◆ **SHORT PROBLEM 1**
Shift every coordinate in the answers of the records by adding 19 to each number. Give these lines again with their requests included, only from the line with "Target: long dark brown hair" through the end of the records.

◆ **DOCUMENT SECTION**
= = = = =
Every "odf_part" objects provides a low level "get_element" method whose first argument is an XPath expression and the second one a numeric position. The numeric argument specifies the order number of the required element among the set of elements matching the XPath. If the order number is negative, the position is regarded as counted backward from the end. The position is zero- based (i.e. a zero value means the first matching element). As an example, the code below returns the last paragraph of the document.

        my $document = odf_document->get($source);
        my $content = $document->get_part(CONTENT);
        my $p = $part->get_element("//text:p", -1);

However, this way is not the smartest one because it requires the knowledge of the ODF schema (and some XPath skills for more complicated cases). There are better ways to select the last paragraph of a document (and various other objects at any position in a document).

lpOD provides more user-friendly, XPath-free methods for the most used elements in the "CONTENT" part of a document. These methods are provided through the "odf_element" class. Any individual element in a part is an "odf_element" object. There is a shortcut to get the top (or root) element of any part: the "get_root()" method. Once selected, the top element provides all the context methods of the lpOD API.
= = = = =
◆ **EXTRACTED DATA**
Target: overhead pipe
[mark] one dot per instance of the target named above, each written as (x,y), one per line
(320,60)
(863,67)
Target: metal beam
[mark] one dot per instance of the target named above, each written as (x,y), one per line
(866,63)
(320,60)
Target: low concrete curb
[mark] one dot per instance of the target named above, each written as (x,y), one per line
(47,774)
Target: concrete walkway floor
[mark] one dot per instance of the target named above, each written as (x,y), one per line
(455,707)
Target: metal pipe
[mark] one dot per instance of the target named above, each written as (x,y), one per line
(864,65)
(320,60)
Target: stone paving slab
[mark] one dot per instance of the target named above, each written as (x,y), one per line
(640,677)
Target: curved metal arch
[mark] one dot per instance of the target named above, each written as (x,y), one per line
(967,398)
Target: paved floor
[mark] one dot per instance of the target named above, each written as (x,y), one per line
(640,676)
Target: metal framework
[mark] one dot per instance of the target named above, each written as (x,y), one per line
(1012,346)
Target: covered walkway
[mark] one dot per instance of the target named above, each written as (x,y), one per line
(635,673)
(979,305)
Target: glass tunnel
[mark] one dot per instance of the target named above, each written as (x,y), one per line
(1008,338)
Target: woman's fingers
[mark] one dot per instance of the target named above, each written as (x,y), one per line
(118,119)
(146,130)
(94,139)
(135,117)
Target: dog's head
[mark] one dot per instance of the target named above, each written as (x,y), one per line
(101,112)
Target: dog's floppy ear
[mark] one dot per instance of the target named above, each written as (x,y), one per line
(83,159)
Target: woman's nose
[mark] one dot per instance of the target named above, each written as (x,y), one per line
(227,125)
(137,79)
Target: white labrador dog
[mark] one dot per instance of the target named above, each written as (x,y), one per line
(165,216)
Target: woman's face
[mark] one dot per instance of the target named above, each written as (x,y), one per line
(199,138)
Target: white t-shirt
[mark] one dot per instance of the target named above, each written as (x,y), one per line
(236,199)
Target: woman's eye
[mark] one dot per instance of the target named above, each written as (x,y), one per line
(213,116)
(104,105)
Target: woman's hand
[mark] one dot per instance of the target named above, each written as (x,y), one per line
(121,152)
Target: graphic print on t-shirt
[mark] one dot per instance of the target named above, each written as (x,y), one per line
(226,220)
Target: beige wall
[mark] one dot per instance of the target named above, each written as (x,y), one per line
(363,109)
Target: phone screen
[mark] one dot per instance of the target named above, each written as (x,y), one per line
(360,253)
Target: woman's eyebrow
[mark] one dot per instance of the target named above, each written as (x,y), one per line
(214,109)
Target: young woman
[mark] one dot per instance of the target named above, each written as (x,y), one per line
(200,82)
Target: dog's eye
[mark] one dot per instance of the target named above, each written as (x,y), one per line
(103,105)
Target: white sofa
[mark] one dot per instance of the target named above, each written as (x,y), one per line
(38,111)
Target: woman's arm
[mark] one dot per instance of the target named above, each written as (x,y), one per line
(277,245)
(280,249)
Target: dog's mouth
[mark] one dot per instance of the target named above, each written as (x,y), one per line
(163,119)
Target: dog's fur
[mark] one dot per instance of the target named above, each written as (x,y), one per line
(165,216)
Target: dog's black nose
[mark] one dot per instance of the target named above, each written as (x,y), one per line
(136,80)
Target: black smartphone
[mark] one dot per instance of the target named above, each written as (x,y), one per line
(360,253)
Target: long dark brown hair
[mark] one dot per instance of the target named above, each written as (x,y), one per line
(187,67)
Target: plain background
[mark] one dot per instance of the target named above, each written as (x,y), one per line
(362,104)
= = = = =
◆ **SHORT PROBLEM 2**
Answer these about the lpOD excerpt:
(a) In the position argument of "get_element", what does a zero value mean?
(b) Which class provides the XPath-free methods for the most used elements in the "CONTENT" part?
(c) Which method gets the top element of any part?

◆ **EXPECTED ANSWER 1**
Target: long dark brown hair
[mark] one dot per instance of the target named above, each written as (x,y), one per line
(206,86)
Target: plain background
[mark] one dot per instance of the target named above, each written as (x,y), one per line
(381,123)

◆ **EXPECTED ANSWER 2**
(a) It means the first matching element.
(b) The "odf_element" class.
(c) The "get_root()" method.